Re: [GENERAL] Backup - Mailing list pgsql-admin

From Hannes Dorbath
Subject Re: [GENERAL] Backup
Date
Msg-id 47A9BAF6.9050809@theendofthetunnel.de
Whole thread Raw
In response to Re: [GENERAL] Backup  (Hannes Dorbath <light@theendofthetunnel.de>)
List pgsql-admin
Hannes Dorbath wrote:
> Chander Ganesan wrote:
>> Magnus Hagander wrote:
>>> On Thu, Jan 31, 2008 at 03:34:05PM +0100, Martijn van Oosterhout wrote:
>>>
>>>> On Thu, Jan 31, 2008 at 01:28:48PM +0000, Simon Riggs wrote:
>>>>
>>>>> That sentence has no place in any discussion about "backup" because
>>>>> the
>>>>> risk is not just a few transactions, it is a corrupt and inconsistent
>>>>> database from which both old and new data would be inaccessible.
>>>>>
>>>> Hmm? I thought the whole point of a filesystem snapshot was that it's
>>>> the same as if the system crashed. And I was fairly sure we could
>>>> recover from that...
>>>>
>>>
>>> That was my assumption as well. *Assuming* that the filesystem
>>> snapshot is
>>> consistent. There are a bunch of solutions that don't do consistent
>>> snapshots between different partitions, so if your WAL or one
>>> tablespace is
>>> on a different partition, you'll get corruption anyway... (seen this in
>>> Big Commercial Database, so that's not a pg problem)

The problem -
Please write the next part of the mailing list thread about database backups and filesystem snapshots, starting right after its final sentence.

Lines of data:

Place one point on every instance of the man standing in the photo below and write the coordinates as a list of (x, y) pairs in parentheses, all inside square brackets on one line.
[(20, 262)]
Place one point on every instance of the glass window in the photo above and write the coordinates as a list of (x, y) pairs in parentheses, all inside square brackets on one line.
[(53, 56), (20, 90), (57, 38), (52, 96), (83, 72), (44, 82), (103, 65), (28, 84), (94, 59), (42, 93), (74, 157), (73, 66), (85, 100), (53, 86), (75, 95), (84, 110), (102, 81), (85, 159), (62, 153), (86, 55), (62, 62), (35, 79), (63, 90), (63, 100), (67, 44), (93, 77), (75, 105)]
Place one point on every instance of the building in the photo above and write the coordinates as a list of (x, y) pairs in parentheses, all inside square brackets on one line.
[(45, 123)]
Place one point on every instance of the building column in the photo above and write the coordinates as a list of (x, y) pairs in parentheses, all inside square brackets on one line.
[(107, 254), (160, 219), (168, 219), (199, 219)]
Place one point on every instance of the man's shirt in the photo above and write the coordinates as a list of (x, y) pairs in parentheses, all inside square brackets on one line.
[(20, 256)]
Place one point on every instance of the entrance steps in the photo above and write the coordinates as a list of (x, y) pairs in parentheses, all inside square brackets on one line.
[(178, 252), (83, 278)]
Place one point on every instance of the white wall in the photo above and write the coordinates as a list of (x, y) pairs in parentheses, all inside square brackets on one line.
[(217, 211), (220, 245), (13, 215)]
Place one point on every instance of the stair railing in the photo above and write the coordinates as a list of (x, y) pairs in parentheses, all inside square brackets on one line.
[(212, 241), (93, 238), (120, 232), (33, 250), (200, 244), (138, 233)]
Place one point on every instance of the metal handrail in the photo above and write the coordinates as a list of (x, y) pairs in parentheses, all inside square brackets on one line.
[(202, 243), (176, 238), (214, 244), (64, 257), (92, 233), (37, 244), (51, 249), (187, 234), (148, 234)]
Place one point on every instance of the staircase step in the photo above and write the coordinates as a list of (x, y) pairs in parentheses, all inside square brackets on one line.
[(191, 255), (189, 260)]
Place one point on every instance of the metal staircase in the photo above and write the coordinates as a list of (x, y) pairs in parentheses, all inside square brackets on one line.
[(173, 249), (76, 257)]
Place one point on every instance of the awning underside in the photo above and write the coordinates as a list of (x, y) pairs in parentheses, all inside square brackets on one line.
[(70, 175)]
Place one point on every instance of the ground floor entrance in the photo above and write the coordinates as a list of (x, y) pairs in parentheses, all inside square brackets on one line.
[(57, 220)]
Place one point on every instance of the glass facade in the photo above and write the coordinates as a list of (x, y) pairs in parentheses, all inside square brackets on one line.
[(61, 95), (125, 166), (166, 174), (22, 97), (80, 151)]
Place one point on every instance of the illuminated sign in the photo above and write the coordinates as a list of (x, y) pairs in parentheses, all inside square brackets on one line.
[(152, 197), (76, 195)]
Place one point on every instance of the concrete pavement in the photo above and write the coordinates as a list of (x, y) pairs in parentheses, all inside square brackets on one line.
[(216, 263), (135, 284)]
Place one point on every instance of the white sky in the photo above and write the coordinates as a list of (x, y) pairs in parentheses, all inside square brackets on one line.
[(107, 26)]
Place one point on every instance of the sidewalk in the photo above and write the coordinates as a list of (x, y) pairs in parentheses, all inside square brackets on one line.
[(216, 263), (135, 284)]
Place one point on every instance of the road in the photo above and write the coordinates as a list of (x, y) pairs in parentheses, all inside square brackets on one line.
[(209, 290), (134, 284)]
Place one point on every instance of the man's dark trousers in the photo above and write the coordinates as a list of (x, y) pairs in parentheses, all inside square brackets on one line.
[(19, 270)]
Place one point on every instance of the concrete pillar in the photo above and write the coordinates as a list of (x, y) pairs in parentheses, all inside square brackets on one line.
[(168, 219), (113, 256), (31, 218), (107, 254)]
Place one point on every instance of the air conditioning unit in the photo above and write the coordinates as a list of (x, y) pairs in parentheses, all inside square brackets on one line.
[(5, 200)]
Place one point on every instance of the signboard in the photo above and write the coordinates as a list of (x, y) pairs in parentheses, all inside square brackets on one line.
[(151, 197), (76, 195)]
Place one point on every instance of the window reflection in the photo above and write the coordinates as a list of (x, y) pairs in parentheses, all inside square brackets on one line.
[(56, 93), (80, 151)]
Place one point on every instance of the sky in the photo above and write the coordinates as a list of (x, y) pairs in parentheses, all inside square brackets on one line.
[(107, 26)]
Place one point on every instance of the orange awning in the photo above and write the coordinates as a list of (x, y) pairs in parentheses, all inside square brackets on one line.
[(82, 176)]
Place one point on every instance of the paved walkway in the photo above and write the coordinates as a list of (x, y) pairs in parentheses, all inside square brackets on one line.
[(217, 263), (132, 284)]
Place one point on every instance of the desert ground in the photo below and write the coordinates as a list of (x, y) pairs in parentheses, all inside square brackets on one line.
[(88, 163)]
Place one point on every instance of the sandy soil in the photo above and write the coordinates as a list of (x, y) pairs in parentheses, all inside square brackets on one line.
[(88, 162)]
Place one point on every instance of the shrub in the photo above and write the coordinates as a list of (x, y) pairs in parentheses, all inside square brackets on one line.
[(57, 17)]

Response to this task -
>>>
>> Agreed.  That's why I made it a point to mention that all of your
>> tablespaces should be on the same file system...  In hindsight, I
>> should have also stated that your WAL logs should be on the same file
>> system as
>
> One more reason to consider using Solaris ZFS -- it does consistent
> snapshots across all file systems.

In general file system snapshots are quite a pain with Linux LVM.

Even when using separate spindles for the snapshot COW area the impact
on write performance on the origin LV is still huge. You'll have a hard
time to write with more than 15MB/sec to the origin LV.

Additionally when you lost your COW device there is this nice bug in
vgreduce --removemissing that will silently delete your origin LV as
well: http://readlist.com/lists/redhat.com/linux-lvm/0/2025.html

Not to mention that LVM does not support write barriers and does mess
with any kind of stripe alignment of your file system.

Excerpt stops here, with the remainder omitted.